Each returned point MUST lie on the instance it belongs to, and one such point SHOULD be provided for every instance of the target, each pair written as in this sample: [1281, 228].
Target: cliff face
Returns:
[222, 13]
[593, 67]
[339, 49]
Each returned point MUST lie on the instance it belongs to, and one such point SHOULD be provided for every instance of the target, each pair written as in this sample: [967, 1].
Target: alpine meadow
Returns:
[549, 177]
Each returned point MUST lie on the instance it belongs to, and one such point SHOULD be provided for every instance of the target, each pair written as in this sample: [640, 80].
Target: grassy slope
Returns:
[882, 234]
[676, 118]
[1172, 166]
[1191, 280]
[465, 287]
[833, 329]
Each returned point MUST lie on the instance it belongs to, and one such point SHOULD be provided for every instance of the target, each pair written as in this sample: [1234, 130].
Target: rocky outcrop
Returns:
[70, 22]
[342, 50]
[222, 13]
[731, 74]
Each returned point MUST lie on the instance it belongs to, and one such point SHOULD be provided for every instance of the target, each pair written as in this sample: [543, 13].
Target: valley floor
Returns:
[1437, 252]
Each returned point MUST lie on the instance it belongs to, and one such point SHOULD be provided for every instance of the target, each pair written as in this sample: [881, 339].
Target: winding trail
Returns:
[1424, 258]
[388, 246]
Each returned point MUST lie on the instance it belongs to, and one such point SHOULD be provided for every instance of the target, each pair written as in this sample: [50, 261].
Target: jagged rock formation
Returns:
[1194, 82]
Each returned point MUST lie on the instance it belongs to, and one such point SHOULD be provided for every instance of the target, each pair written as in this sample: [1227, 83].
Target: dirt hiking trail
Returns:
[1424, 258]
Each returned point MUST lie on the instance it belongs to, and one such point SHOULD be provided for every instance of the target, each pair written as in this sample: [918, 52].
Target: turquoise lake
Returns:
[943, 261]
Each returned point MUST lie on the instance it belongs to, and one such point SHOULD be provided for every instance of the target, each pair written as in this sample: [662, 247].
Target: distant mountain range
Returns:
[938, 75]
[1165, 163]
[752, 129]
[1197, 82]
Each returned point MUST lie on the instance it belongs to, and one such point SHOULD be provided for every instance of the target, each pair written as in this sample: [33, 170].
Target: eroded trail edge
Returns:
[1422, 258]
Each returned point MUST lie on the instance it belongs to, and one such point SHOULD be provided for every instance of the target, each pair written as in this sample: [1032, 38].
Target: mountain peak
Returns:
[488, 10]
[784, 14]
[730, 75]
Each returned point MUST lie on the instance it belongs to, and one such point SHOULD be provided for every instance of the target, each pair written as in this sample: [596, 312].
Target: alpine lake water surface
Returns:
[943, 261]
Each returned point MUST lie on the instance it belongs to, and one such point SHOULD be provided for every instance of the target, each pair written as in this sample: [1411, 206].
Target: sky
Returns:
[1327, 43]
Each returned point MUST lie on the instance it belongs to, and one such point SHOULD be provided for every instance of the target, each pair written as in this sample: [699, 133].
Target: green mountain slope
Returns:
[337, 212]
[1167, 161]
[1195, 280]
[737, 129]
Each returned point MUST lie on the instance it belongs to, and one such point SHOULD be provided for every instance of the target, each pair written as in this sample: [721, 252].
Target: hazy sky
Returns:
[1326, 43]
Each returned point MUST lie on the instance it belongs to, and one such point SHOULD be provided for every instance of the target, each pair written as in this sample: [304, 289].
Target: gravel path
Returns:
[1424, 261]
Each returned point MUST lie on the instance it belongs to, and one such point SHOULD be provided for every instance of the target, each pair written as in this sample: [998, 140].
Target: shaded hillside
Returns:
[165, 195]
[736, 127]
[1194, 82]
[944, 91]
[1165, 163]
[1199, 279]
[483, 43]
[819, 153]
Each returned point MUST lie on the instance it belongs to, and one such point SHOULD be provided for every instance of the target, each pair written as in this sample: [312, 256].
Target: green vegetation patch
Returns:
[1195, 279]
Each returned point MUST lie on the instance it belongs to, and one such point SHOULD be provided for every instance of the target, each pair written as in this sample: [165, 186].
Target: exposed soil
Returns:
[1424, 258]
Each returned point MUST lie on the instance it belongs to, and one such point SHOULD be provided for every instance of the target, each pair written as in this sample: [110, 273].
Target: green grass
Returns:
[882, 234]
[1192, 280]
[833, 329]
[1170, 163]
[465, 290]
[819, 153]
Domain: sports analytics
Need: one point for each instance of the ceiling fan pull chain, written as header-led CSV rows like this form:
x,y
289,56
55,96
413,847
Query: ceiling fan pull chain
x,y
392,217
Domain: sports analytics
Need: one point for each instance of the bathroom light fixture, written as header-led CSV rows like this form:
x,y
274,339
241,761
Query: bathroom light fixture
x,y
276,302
________________________
WORK INSTRUCTIONS: Reproduce the lines of the records word for word, starting at the line containing "sample: [721, 252]." and ending at the line containing "[1424, 261]".

SOLUTION:
Each returned point MUST lie on the instance it belongs to, and one such point SHOULD be provided for every instance of the target, each pair written as in this sample: [721, 252].
Target: hazy sky
Returns:
[1326, 43]
Each returned point MUST lie on the instance it belongs to, and one such point SHOULD be provided for every instance of the target, each pair written as in this sample: [304, 289].
Target: gravel path
Returns:
[1424, 261]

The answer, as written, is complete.